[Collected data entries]

....

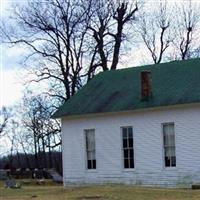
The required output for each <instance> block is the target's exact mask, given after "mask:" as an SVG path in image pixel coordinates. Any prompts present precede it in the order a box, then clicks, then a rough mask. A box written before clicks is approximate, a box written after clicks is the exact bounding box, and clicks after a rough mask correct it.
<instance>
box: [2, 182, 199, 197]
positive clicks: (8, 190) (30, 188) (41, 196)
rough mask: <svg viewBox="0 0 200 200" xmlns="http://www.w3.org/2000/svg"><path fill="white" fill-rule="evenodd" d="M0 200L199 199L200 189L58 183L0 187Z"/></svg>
mask: <svg viewBox="0 0 200 200" xmlns="http://www.w3.org/2000/svg"><path fill="white" fill-rule="evenodd" d="M0 199H1V200H30V199H33V200H73V199H74V200H75V199H76V200H107V199H113V200H175V199H176V200H186V199H187V200H199V199H200V190H190V189H156V188H144V187H135V186H125V185H104V186H90V187H89V186H88V187H73V188H65V189H64V188H63V187H62V186H59V185H57V186H53V185H51V186H49V185H46V186H23V187H22V188H21V189H5V188H4V187H3V186H0Z"/></svg>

....

■ About this exercise: An exact copy of the records above is needed, with the pictures removed.

■ Solution to the problem:
The required output for each <instance> block is the target's exact mask, given after "mask:" as an SVG path in image pixel coordinates. Any prompts present precede it in the order a box, then clicks, then a rough mask. A box written before clicks is approximate, a box written after clicks is the exact bounding box, and clicks after a rough mask correct it.
<instance>
box: [2, 182, 199, 197]
positive clicks: (8, 190) (30, 188) (41, 196)
rough mask: <svg viewBox="0 0 200 200" xmlns="http://www.w3.org/2000/svg"><path fill="white" fill-rule="evenodd" d="M0 200L199 199L200 189L58 183L0 187Z"/></svg>
mask: <svg viewBox="0 0 200 200" xmlns="http://www.w3.org/2000/svg"><path fill="white" fill-rule="evenodd" d="M0 199H1V200H30V199H33V200H73V199H74V200H75V199H76V200H107V199H113V200H175V199H176V200H186V199H187V200H199V199H200V190H190V189H156V188H144V187H135V186H125V185H104V186H90V187H89V186H88V187H73V188H65V189H64V188H63V187H62V186H59V185H57V186H53V185H51V186H49V185H46V186H23V187H22V188H21V189H5V188H4V187H3V186H0Z"/></svg>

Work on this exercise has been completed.